- **Texto**
·····

La plaza vacía
Lo más doloroso de envejecer tal vez sea darse cuenta de cómo, sutilmente, de manera taimada e imperceptible, las cosas alrededor van cambiando hasta convertir el paisaje que alguna vez fue nuestro en un escenario irreconocible donde nos sentimos extraños y todo nos resulta dolorosamente ajeno. Sucede al regresar al barrio de la infancia; puede que en apariencia allí todo siga igual, sin embargo nada es ya lo mismo, porque han cambiado las tres o cuatro cosas que mantenían su esencia, la esencia de lo que nos hizo un día considerar nuestro aquel lugar. Algo que nunca supimos exactamente qué era pero que descansaba sobre aquellas tres o cuatro cosas que ya no están allí.

·····

- **Consignas**
1. Responde según el texto:
(a) ¿Qué podría ser lo más doloroso de envejecer?
(b) ¿En qué momento sucede, según el texto, esa sensación?
(c) ¿Cuántas cosas han cambiado de las que mantenían la esencia del lugar?
2. Cambia "barrio" por "pueblo" en el fragmento del texto que comienza en "La plaza vacía" y termina en "no están allí.", y escríbelo de nuevo.

·····

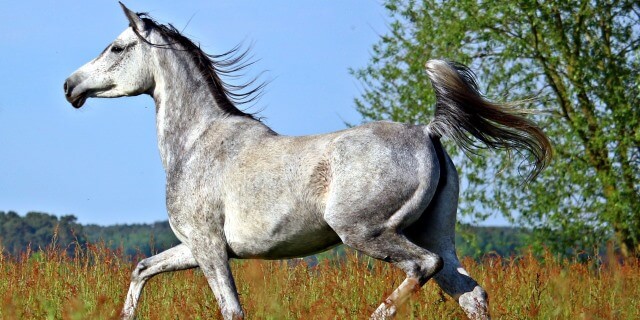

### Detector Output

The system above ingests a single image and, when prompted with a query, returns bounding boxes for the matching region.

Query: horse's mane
[133,13,266,119]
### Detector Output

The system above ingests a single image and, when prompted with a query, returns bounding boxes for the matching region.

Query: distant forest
[0,211,528,259]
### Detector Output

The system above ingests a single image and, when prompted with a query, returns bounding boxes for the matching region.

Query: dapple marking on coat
[64,4,551,319]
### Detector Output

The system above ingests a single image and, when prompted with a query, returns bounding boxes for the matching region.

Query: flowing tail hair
[426,60,553,181]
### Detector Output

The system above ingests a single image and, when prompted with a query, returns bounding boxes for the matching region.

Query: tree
[352,0,640,255]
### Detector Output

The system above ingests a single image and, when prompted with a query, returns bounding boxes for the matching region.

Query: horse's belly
[225,210,340,259]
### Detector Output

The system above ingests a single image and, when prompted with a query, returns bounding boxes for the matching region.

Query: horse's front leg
[122,244,198,320]
[191,234,244,320]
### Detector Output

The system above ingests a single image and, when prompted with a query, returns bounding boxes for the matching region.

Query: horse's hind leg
[122,244,198,319]
[405,156,489,319]
[325,204,442,319]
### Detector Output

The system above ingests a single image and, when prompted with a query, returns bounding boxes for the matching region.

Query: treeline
[0,211,179,256]
[0,211,528,258]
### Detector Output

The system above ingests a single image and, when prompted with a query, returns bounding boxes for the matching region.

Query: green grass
[0,245,640,319]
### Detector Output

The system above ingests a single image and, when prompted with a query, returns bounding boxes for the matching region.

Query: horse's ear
[118,2,144,31]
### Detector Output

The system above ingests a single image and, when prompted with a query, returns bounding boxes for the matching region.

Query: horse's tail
[426,60,552,180]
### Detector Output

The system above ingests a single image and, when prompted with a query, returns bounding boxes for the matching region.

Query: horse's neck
[152,51,257,170]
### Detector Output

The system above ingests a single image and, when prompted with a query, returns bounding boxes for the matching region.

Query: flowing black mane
[133,13,266,119]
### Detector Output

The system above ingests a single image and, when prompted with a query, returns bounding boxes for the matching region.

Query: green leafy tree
[352,0,640,255]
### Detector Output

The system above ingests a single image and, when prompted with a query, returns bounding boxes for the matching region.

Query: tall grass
[0,245,640,319]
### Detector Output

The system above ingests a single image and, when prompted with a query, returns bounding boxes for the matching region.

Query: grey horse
[64,4,551,319]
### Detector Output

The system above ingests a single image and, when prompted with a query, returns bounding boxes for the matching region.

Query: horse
[64,3,551,319]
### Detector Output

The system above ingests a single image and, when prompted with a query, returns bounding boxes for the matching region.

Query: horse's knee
[131,259,148,282]
[458,286,489,319]
[221,306,244,320]
[397,252,444,286]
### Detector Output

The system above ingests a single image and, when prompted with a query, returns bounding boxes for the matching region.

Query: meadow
[0,244,640,319]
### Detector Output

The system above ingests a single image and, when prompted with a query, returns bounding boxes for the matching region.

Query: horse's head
[64,3,154,108]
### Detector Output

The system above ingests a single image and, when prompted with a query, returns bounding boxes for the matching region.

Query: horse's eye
[111,45,124,53]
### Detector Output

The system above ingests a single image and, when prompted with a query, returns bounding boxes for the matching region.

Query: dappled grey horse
[64,5,551,319]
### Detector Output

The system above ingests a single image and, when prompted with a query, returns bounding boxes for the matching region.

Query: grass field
[0,245,640,319]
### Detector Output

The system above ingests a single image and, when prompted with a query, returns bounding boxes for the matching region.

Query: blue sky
[0,0,510,225]
[0,0,387,224]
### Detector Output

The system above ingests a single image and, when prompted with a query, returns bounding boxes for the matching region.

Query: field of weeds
[0,245,640,319]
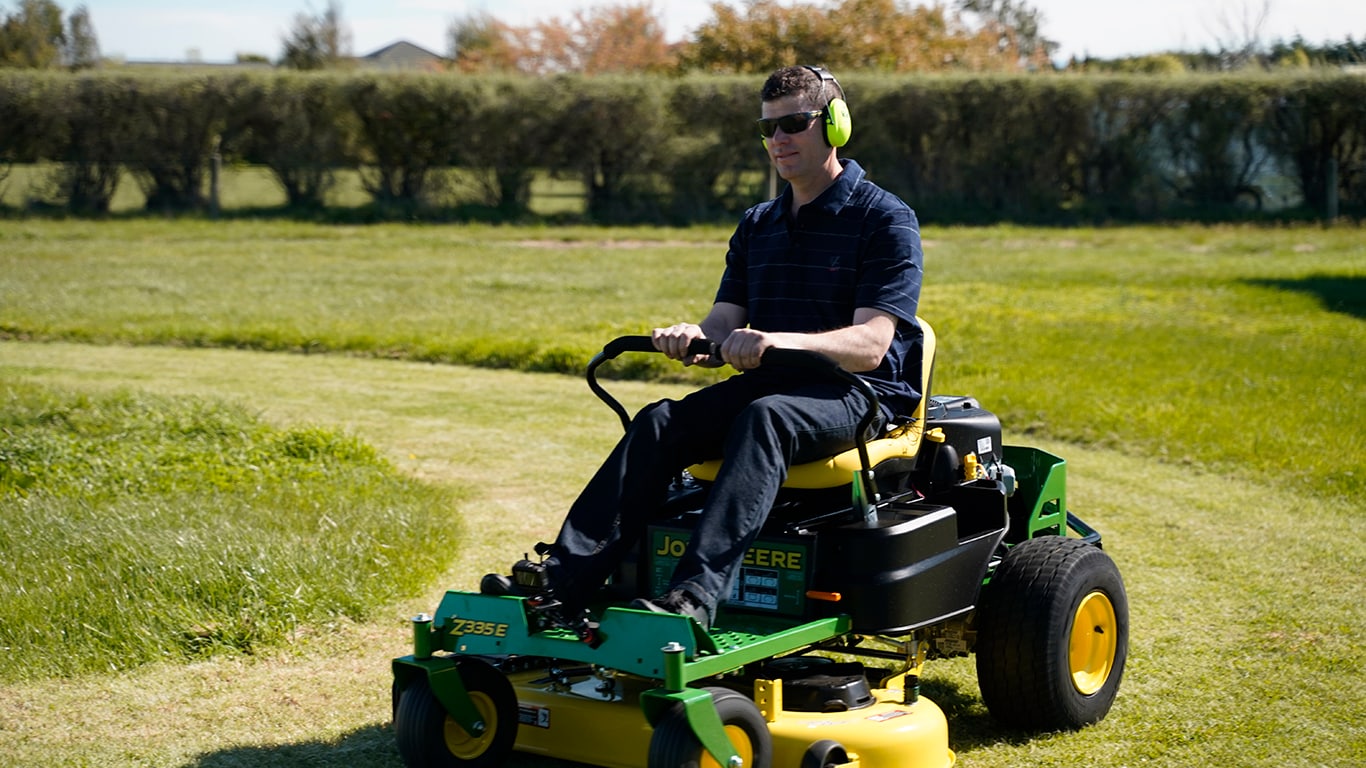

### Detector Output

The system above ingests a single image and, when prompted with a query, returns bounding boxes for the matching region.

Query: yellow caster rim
[1067,592,1119,696]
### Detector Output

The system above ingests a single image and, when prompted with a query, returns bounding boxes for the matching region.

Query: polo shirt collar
[772,157,863,219]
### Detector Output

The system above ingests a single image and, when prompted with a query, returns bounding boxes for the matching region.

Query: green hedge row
[0,71,1366,224]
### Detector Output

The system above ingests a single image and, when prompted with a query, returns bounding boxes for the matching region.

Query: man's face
[761,96,833,182]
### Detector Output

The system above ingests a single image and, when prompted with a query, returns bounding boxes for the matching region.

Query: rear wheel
[977,536,1128,730]
[393,660,518,768]
[649,687,773,768]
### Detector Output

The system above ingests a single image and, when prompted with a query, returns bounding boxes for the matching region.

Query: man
[502,67,922,629]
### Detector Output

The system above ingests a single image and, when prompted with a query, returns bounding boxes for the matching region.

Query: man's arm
[721,307,897,373]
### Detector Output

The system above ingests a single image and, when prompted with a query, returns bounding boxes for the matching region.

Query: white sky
[79,0,1366,61]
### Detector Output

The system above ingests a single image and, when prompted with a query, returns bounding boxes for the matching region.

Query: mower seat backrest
[687,317,934,489]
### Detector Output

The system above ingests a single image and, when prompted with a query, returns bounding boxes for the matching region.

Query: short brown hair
[759,66,844,109]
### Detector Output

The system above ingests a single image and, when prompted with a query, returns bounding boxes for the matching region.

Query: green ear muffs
[825,98,854,146]
[802,64,854,146]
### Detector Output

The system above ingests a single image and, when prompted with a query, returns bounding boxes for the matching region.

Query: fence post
[1324,157,1337,221]
[209,137,223,219]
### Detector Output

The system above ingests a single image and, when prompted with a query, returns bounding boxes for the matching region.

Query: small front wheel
[977,536,1128,730]
[649,687,773,768]
[393,659,518,768]
[802,739,850,768]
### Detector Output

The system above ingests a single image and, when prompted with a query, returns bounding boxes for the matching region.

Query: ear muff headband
[803,64,854,146]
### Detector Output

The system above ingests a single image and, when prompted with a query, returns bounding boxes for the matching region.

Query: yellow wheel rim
[1067,592,1119,696]
[699,726,754,768]
[444,690,499,760]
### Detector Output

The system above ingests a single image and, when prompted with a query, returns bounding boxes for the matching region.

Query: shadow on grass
[1249,275,1366,320]
[176,723,579,768]
[921,679,1038,757]
[176,681,1037,768]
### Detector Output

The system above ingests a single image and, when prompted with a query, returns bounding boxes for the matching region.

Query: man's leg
[672,383,867,616]
[546,376,755,608]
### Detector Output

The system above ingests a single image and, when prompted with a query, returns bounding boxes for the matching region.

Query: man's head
[759,66,852,146]
[759,67,844,109]
[759,67,850,191]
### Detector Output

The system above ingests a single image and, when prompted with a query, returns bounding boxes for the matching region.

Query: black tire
[802,739,850,768]
[977,536,1128,730]
[649,687,773,768]
[393,659,518,768]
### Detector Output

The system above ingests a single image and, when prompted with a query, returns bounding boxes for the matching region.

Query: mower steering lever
[587,336,881,483]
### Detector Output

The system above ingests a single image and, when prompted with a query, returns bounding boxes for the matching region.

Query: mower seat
[687,317,934,489]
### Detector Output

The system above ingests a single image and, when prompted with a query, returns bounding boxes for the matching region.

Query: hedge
[0,71,1366,224]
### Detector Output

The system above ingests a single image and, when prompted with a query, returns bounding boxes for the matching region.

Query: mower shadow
[1247,275,1366,320]
[178,724,403,768]
[184,679,1037,768]
[921,679,1038,757]
[184,723,579,768]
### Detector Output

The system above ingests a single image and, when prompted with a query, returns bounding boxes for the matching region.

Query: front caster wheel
[393,659,518,768]
[649,687,773,768]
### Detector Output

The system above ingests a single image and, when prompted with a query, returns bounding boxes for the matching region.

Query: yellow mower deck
[510,671,955,768]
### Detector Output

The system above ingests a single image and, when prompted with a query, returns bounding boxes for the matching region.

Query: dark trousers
[548,369,867,615]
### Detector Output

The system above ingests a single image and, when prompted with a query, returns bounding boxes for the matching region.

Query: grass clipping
[0,383,456,681]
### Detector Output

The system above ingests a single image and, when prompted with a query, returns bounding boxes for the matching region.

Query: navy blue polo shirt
[716,160,925,415]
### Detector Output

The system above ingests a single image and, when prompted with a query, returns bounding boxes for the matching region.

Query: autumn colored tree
[683,0,1046,72]
[449,3,678,75]
[447,12,522,74]
[683,0,844,74]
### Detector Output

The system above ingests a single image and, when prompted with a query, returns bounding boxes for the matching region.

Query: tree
[63,5,100,70]
[1210,0,1272,70]
[535,3,675,75]
[958,0,1057,66]
[280,0,351,70]
[447,12,520,72]
[683,0,1050,72]
[0,0,66,68]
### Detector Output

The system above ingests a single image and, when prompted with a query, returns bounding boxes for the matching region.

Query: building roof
[357,40,445,70]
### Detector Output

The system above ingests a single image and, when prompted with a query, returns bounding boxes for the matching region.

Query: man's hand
[721,328,777,370]
[650,323,710,365]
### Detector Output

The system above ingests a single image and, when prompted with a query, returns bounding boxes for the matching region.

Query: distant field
[0,165,586,216]
[0,219,1366,768]
[0,220,1366,496]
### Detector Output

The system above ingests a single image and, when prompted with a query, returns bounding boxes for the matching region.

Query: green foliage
[0,0,67,70]
[0,381,454,681]
[0,72,1366,224]
[343,75,474,210]
[280,0,351,70]
[0,221,1366,496]
[240,75,355,209]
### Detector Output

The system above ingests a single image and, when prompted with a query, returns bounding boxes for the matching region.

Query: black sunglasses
[758,109,825,138]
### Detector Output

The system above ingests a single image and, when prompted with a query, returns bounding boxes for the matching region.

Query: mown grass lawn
[0,221,1366,767]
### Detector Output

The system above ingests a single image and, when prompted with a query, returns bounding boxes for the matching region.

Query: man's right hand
[650,323,720,365]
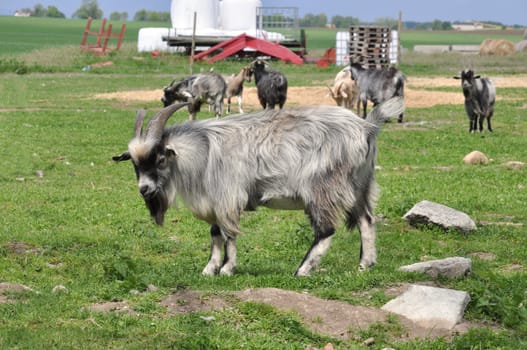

·····

- **Resultados**
1.
(a) Darse cuenta de cómo las cosas alrededor van cambiando hasta convertir el paisaje que alguna vez fue nuestro en un escenario irreconocible.
(b) Al regresar al barrio de la infancia.
(c) Tres o cuatro.

2.
La plaza vacía
Lo más doloroso de envejecer tal vez sea darse cuenta de cómo, sutilmente, de manera taimada e imperceptible, las cosas alrededor van cambiando hasta convertir el paisaje que alguna vez fue nuestro en un escenario irreconocible donde nos sentimos extraños y todo nos resulta dolorosamente ajeno. Sucede al regresar al pueblo de la infancia; puede que en apariencia allí todo siga igual, sin embargo nada es ya lo mismo, porque han cambiado las tres o cuatro cosas que mantenían su esencia, la esencia de lo que nos hizo un día considerar nuestro aquel lugar. Algo que nunca supimos exactamente qué era pero que descansaba sobre aquellas tres o cuatro cosas que ya no están allí.